:: DOCUMENT PASSAGE ::
>> BEGIN

# Ice cream Bike 1950 JC Higgins Colorflow



## John (Mar 30, 2012)

Got wheels


----------



## bricycle (Mar 30, 2012)

Man, THAT is turn'n out NICE!!!!!!!!!


----------



## PhattCatBicycles (Mar 30, 2012)

I love the color,  Looks good so far


Just enjoying the ride!
Brooks


----------



## scrubbinrims (Mar 30, 2012)

Is there ice cream in that cooler yet?
If so, I just added myself to the member map and would like a strawberry "colonel crunch" bar delivered please.
Spring is here, bring the confections!
Chris


----------



## John (Mar 31, 2012)

*Ready for pinstriping*

Box instaled


----------



## Boris (Mar 31, 2012)

John, that is absolutely fabulous. GREAT JOB!!!!!!!


----------



## John (Apr 2, 2012)

Thanks Dave!





JC Higgins


----------



## John (Apr 5, 2012)

*Pinstriping*

Pinstriping


----------



## militarymonark (Apr 5, 2012)

now you can sell ice cream at the car shows you take your stude to


----------



## rustyspoke66 (Apr 5, 2012)

"COOL" ride! That thing gonna turn heads.


----------



## ridingtoy (Apr 8, 2012)

I'd come up to buy ice cream just as an excuse to get a close up view of the J.C. Higgins. 

Dave


----------



## John (Apr 21, 2012)

*popsicle painted*

popsicle pin ups


----------



## John (May 18, 2012)

*Ice Cream*

Ready to put the kids to work


----------



## Freqman1 (May 18, 2012)

I love the 'nose' art. That thing rocks! V/r Shawn


----------



## partsguy (May 18, 2012)

militarymonark said:


> now you can sell ice cream at the car shows you take your stude to




My thoughts exactly! Business would boom!


----------

>> END

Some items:
>> BEGIN

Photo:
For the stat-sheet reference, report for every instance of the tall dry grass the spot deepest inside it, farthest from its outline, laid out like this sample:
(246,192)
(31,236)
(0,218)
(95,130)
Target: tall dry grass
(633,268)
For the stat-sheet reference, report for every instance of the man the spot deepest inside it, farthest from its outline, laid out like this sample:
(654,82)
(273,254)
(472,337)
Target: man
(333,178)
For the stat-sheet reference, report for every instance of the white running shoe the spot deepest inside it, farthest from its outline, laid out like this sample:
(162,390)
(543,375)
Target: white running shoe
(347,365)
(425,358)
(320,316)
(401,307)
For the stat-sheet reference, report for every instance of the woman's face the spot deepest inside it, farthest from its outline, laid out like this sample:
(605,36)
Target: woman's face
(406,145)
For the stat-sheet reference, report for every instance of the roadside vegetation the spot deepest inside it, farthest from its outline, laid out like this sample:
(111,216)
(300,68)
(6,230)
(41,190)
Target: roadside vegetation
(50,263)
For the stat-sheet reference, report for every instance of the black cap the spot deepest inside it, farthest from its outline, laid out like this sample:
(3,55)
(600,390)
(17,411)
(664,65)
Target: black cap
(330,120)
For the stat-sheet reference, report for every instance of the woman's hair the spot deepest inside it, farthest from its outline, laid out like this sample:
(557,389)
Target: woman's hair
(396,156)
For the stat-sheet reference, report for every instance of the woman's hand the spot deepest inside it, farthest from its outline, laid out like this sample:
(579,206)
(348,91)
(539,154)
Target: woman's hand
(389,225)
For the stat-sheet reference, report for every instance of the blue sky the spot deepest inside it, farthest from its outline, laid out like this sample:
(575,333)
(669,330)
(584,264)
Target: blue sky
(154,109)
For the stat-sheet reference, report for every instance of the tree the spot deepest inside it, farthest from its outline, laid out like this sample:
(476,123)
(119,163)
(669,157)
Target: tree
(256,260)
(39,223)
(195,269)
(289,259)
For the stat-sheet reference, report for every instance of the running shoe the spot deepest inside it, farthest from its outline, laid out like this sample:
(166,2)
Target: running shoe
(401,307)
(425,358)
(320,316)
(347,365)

>> END

:: STATED PROBLEM ::
Answer these questions about the ice cream bike thread:
1. What bar does scrubbinrims ask to have delivered?
2. On what date did John post that the box was installed?
3. What does Freqman1 say he loves?
The items have no connection to the ice cream bike thread.

:: FINAL RESULT ::
1. A strawberry "colonel crunch" bar
2. March 31, 2012
3. The 'nose' art